PASSAGE TO READ:

◆ ◆ ◆ ◆

No Day Is Women’s Day in UP’s Bundelkhand

Amidst celebrations of International Women’s Day, crimes against women are on the rise in the region.

Amidst celebrations of International Women’s Day, crimes against women are on the rise in the region.

In 2016, UP accounted for 9.5% of the total IPC crime reports in the entire country. Credit: Reuters

“I don’t know what you’re talking about. What is this Women’s Day?”
Rape survivor awaiting justice, Mahoba, Bundelkhand, UP

The year-ender list that got a lot of newsfeeds’ attention was the National Crime Records Bureau (NCRB) report detailing crimes in the country – types, kinds, numbers. The report had quite a few disturbing findings concerning crimes against women and other marginalised groups in India. Taking the first position on this horrific list, state-wise, was UP. The country’s most populous state is also the worst ranked when it comes to violence against women.

◆ ◆ ◆ ◆

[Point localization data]
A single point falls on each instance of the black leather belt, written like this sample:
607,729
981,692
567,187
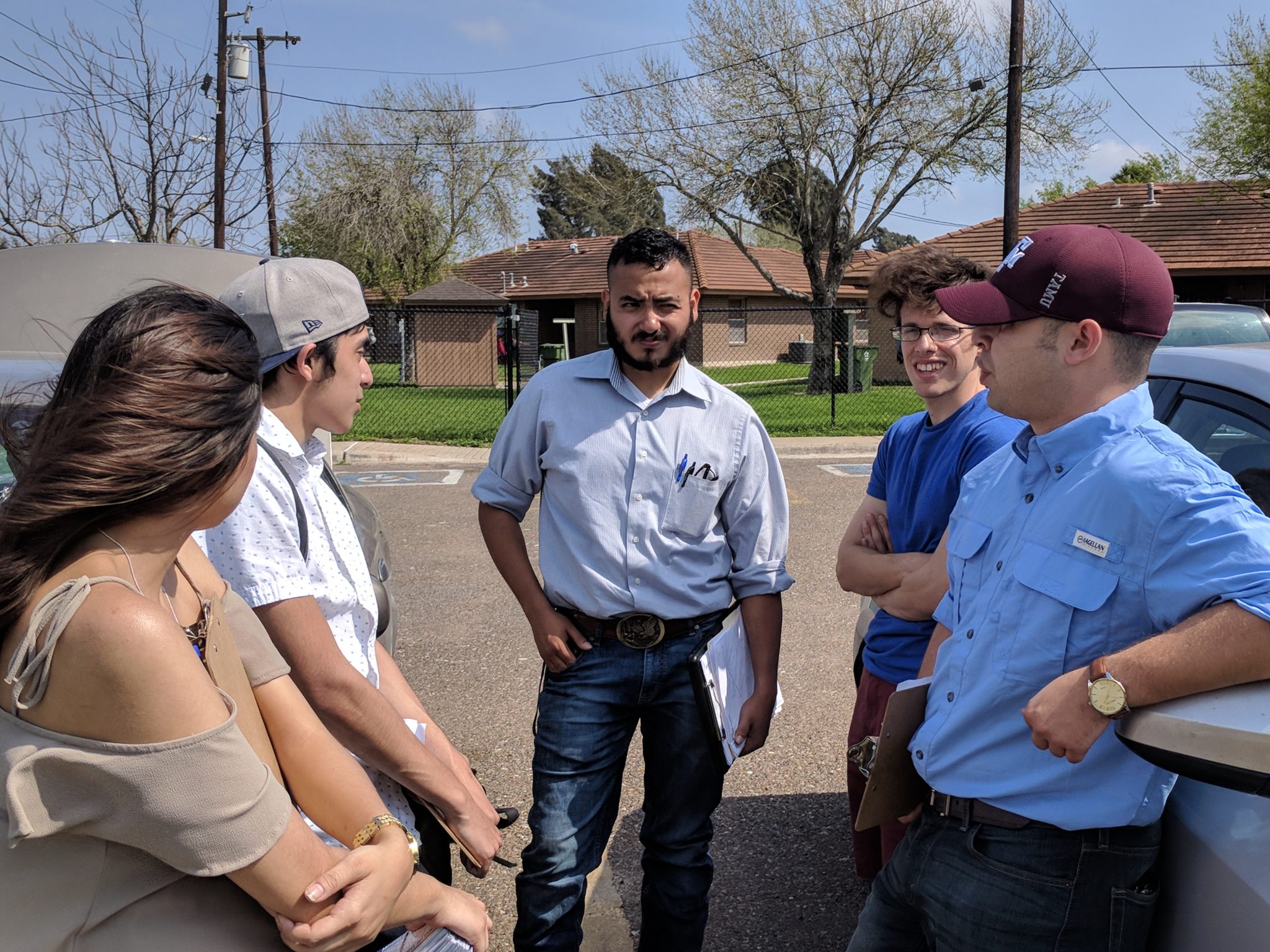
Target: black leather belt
977,811
638,630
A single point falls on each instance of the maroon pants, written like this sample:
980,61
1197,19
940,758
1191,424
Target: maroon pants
873,847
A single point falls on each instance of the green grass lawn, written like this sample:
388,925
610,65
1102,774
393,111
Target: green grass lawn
470,415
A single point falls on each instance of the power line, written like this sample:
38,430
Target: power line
1174,149
544,140
615,92
482,73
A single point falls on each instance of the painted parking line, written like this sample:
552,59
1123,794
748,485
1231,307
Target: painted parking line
848,469
401,478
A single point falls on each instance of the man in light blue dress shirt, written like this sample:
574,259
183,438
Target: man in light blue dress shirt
1099,562
662,501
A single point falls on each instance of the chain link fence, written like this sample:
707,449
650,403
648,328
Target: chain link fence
448,375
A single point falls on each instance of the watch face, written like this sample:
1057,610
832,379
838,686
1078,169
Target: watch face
1106,696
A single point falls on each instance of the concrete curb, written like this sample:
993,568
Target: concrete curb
429,455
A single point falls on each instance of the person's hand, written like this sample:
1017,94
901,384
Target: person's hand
556,635
1062,720
479,833
371,879
876,534
755,721
463,914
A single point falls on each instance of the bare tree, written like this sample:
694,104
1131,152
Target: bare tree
406,186
864,97
123,145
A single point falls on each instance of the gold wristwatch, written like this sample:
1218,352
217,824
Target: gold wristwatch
368,832
1106,695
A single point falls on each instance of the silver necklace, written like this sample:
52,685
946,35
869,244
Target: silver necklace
133,571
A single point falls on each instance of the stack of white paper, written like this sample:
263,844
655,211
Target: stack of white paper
435,941
729,674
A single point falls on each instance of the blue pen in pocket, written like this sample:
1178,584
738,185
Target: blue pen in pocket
678,470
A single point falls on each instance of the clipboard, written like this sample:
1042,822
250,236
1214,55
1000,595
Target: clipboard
894,787
723,679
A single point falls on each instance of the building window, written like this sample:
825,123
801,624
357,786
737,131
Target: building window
735,320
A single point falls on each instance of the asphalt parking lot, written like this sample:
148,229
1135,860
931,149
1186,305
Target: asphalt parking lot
784,876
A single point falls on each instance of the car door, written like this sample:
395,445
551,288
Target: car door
1213,871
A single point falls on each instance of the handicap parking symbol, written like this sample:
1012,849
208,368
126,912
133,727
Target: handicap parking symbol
401,478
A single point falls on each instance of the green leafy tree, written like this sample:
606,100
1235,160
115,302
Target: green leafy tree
607,197
1232,126
399,215
831,115
1152,168
888,240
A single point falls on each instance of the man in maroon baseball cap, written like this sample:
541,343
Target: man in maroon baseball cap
1096,563
1067,323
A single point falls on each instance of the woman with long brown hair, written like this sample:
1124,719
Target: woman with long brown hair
139,815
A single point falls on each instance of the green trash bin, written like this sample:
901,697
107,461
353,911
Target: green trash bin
550,353
861,358
863,362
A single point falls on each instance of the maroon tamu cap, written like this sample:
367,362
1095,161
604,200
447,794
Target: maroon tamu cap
1072,272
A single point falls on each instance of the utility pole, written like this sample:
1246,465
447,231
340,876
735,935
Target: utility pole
221,89
1014,126
260,40
223,17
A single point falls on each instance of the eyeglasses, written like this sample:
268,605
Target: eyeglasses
941,333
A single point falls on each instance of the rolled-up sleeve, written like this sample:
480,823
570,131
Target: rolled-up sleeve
756,517
515,472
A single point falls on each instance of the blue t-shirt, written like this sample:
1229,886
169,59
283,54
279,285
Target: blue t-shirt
918,475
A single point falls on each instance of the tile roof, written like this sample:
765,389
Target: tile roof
1197,227
550,268
454,291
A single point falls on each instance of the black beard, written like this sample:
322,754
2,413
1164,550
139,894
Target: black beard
677,351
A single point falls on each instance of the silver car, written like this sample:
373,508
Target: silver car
1214,868
50,291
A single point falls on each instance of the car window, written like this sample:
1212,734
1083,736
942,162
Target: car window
1231,439
1196,325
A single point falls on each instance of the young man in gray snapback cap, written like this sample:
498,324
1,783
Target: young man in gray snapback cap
316,598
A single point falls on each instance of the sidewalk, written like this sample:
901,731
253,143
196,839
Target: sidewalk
429,455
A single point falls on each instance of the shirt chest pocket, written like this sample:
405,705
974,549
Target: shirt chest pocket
691,509
966,573
1053,630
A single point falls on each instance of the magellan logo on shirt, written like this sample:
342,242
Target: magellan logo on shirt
1091,544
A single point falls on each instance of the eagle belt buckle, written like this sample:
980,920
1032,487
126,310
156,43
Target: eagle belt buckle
641,630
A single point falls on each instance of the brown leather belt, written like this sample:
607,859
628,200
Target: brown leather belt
639,630
977,811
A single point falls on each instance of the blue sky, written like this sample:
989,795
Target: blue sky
494,35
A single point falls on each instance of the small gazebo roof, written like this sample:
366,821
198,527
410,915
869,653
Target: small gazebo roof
454,291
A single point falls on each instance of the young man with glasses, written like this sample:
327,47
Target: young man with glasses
890,550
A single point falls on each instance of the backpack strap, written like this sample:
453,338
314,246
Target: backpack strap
301,519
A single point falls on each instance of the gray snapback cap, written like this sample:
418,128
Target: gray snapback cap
294,301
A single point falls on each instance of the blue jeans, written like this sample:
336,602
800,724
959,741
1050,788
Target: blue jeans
587,716
954,886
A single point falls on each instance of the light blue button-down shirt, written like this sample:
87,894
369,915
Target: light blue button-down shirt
1065,547
616,532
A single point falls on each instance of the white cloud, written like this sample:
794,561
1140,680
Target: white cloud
489,30
1105,157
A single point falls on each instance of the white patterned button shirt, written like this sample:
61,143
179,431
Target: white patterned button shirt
257,550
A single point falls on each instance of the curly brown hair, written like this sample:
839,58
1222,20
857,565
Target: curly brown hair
913,277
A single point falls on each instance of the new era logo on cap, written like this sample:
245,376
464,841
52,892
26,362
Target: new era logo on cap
1073,273
294,301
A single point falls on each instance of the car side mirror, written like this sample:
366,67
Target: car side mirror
1220,736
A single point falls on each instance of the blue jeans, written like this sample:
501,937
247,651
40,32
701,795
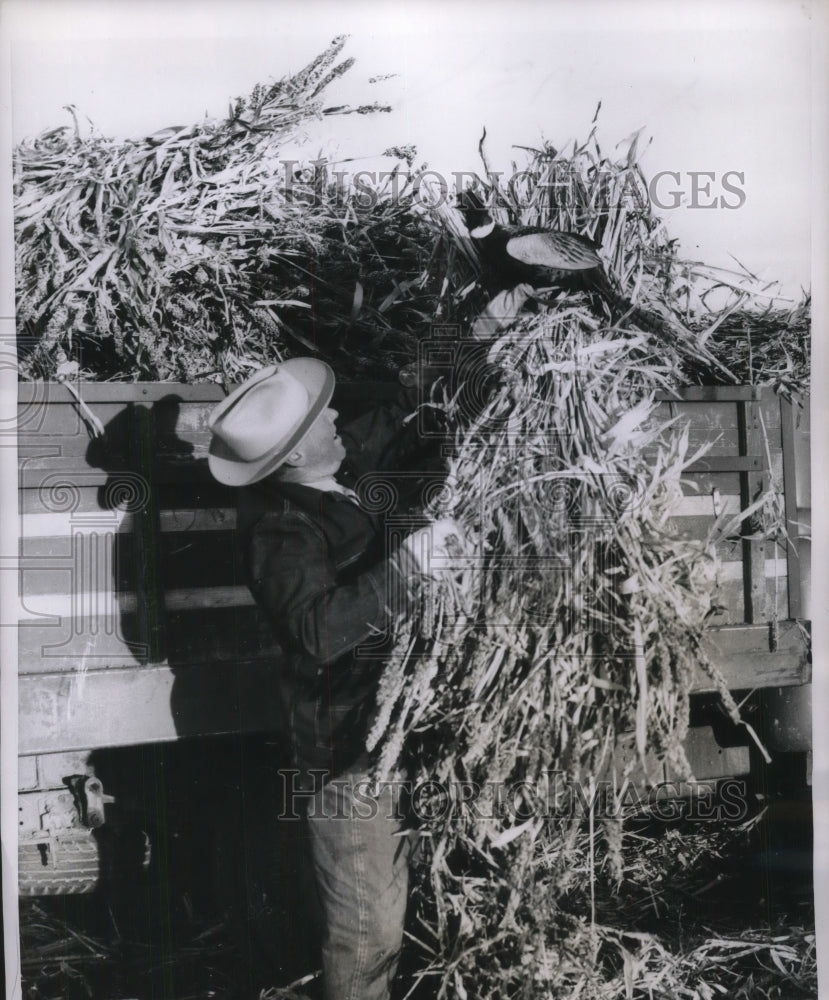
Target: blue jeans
360,856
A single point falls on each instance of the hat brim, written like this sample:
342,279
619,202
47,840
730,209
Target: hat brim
225,464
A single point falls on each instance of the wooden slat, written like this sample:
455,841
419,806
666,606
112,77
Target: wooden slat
726,463
151,392
191,636
753,484
790,502
62,711
714,393
745,659
191,519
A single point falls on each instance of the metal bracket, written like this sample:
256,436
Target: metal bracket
88,793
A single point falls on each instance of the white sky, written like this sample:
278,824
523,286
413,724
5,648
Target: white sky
717,87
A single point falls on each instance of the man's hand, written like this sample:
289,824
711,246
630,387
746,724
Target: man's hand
430,545
500,311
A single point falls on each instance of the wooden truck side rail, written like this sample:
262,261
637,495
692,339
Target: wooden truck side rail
135,622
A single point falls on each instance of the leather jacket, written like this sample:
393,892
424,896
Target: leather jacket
318,565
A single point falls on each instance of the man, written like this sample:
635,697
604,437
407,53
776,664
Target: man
317,564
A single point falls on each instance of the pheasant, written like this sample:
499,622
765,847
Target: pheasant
544,257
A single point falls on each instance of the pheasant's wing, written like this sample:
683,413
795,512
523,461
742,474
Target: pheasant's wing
564,251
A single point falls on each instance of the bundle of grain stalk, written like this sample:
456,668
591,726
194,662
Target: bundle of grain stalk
571,616
573,613
202,252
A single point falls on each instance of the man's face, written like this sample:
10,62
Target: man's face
322,449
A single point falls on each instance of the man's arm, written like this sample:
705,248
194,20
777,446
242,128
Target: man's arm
295,582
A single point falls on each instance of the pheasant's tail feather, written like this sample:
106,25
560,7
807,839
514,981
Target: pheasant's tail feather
563,251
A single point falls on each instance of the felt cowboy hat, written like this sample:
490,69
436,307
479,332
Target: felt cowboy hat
259,424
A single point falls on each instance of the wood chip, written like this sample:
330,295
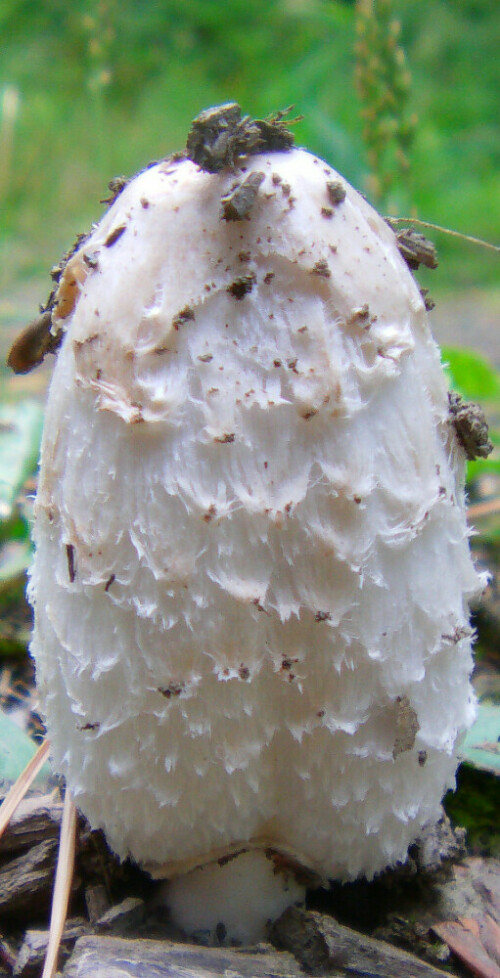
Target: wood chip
324,946
101,957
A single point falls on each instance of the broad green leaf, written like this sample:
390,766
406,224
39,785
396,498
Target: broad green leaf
481,747
16,750
20,433
15,558
471,374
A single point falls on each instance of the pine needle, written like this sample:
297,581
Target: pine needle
21,786
437,227
62,886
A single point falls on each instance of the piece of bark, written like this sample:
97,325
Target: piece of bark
103,957
31,954
96,901
471,925
26,881
324,946
37,819
122,919
475,942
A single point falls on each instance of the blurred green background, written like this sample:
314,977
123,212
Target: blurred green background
99,87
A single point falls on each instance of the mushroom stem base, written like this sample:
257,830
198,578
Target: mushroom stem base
234,901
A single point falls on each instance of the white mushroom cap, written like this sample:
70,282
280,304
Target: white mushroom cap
252,568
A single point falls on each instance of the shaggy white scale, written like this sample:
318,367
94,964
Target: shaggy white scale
252,567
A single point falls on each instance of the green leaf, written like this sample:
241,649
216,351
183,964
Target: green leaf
20,433
16,750
471,374
481,747
15,558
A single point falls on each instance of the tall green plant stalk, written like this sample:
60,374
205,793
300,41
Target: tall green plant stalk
383,84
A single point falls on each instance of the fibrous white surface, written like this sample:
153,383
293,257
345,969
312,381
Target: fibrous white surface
242,895
252,568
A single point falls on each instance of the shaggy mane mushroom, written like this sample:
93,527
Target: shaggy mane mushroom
252,568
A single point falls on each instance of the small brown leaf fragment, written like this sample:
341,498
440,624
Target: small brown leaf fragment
407,726
321,268
226,439
335,191
31,346
91,259
115,186
470,426
186,315
242,286
361,317
237,204
428,301
173,689
114,235
70,555
416,249
220,137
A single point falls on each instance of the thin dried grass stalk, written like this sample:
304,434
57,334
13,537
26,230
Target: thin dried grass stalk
62,886
22,785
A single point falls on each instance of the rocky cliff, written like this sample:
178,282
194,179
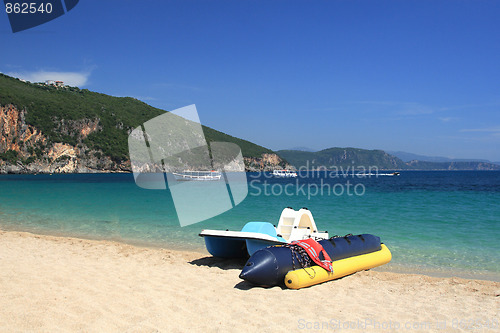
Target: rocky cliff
26,149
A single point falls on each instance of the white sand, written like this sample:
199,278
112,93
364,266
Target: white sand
56,284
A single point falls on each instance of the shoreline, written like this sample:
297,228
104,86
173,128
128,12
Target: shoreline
70,284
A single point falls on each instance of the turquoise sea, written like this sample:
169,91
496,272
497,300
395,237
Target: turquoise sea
442,223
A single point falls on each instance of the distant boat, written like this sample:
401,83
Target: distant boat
197,175
284,174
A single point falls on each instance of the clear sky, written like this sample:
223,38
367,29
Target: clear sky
416,76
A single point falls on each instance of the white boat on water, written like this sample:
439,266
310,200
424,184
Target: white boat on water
284,174
197,175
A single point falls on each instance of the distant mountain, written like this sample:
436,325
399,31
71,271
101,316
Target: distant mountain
361,158
455,166
342,157
407,157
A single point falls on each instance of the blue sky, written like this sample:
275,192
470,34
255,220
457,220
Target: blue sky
416,76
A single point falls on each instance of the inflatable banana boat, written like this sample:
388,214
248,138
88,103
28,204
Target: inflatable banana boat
337,257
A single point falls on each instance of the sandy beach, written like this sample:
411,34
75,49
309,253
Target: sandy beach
61,284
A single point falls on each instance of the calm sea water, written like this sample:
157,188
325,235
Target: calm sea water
438,223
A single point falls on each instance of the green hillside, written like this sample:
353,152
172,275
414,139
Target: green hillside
47,107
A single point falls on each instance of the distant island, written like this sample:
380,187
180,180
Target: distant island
46,128
49,128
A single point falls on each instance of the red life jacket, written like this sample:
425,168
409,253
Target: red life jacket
313,249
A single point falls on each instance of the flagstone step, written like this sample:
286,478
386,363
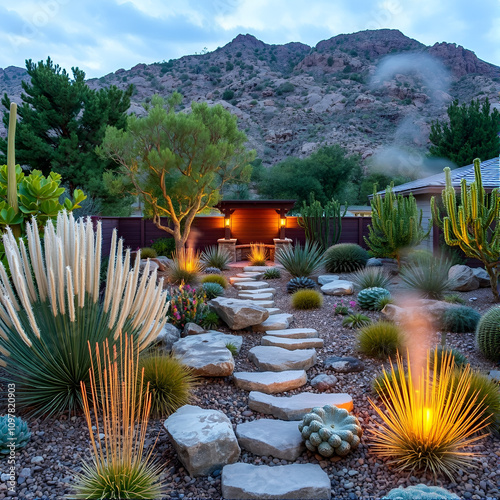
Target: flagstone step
270,382
294,333
265,436
251,284
291,344
296,406
277,359
274,322
305,481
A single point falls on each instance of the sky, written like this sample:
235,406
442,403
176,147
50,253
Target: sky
102,36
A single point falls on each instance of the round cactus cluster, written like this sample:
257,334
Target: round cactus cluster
369,297
488,334
300,283
13,431
330,431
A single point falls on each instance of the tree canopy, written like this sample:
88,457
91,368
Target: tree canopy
61,121
470,132
179,162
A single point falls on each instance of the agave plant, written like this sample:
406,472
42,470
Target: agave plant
51,308
301,260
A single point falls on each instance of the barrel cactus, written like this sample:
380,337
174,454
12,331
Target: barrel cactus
488,334
420,492
330,431
13,431
299,283
369,297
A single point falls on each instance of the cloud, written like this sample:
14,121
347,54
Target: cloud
101,36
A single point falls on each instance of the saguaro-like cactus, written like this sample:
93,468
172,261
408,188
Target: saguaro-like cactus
11,167
396,224
474,225
322,224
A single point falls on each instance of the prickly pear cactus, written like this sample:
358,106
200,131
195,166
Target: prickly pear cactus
367,298
488,334
13,431
299,283
330,431
420,492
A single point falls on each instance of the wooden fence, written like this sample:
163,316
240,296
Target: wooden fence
206,230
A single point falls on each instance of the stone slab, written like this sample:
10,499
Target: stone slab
277,359
294,333
251,285
292,344
294,481
212,338
295,407
278,438
274,322
270,382
203,439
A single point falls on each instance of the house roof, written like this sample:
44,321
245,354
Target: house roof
490,173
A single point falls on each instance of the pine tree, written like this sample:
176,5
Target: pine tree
471,132
396,225
474,225
61,123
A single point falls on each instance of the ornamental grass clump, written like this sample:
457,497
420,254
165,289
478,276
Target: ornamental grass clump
428,424
171,383
121,408
301,260
52,306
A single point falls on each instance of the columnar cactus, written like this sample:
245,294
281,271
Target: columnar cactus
474,224
330,431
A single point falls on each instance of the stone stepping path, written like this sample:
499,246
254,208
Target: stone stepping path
292,344
274,322
295,407
295,333
270,382
277,359
278,438
304,481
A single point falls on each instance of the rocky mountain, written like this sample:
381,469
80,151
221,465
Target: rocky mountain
373,92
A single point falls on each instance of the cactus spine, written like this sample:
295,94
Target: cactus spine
322,224
474,226
11,166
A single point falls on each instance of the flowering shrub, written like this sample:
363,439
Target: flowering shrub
187,305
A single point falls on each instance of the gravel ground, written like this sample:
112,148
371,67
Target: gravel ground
46,467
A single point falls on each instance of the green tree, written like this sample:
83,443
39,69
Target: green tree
62,121
179,162
326,173
473,223
396,225
470,132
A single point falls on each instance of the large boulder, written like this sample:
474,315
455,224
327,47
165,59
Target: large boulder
463,278
238,314
204,440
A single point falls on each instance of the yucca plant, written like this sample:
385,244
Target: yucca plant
171,383
301,260
371,277
215,256
428,276
185,267
258,254
427,422
51,308
121,409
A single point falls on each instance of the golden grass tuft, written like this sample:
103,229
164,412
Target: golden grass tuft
428,422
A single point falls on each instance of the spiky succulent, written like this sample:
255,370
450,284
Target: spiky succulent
300,282
14,432
488,334
330,431
370,298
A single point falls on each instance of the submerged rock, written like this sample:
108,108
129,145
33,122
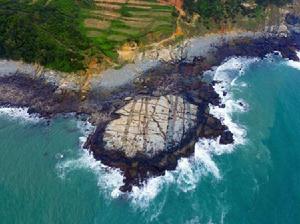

◆ ◆ ◆ ◆

WORK TO COMPLETE:
[1] List every place name that appears in the Bundelkhand women's crime article.
[2] Return the part of the Bundelkhand women's crime article starting with "The year-ender list" and going on through "violence against women.", copied word for word.
[3] Resume the Bundelkhand women's crime article from the point where it stops.

TASK-BY-TASK ANSWERS:
[1] UP, Bundelkhand, Mahoba, India

[2]
The year-ender list that got a lot of newsfeeds’ attention was the National Crime Records Bureau (NCRB) report detailing crimes in the country – types, kinds, numbers. The report had quite a few disturbing findings concerning crimes against women and other marginalised groups in India. Taking the first position on this horrific list, state-wise, was UP. The country’s most populous state is also the worst ranked when it comes to violence against women.

[3]
In 2016, UP accounted for 9.5% of the total IPC crime reports in the entire country. It also recorded 14.5% of the total cases of crimes against women, and 12.4% of the total number of rape cases in all of India, only second to MP, which recorded 12.5% of all cases.

Reporting from Bundelkhand, one of the most patriarchal and regressive regions of UP, we know that these are only reported figures. More often, the deeply oppressive culture of silence, shame and humiliation – so familiar to women around the world in one form or the other – ensures that most acts of violence and cases of rape, harassment, torture, are stifled for good in the hinterland, swathes of land largely untouched by campaigns such as #MeToo and #TimesUp.

We have seen and reported on the sinister reflections of those NCRB findings in the districts of Mahoba, Lalitpur, Chitrakoot, Banda, among others, in rural Bundelkhand. Cases upon cases of dowry deaths, rapes, gang rapes, brutal torture – women who were beaten up, murdered, burnt alive, molested, harassed. With the BJP government’s anniversary celebrations in UP in the offing now, there is a need to take stock of the issue of violence against women – a big point on chief minister Adityanath’s damage-control agenda when he was sworn in on March 19 last year.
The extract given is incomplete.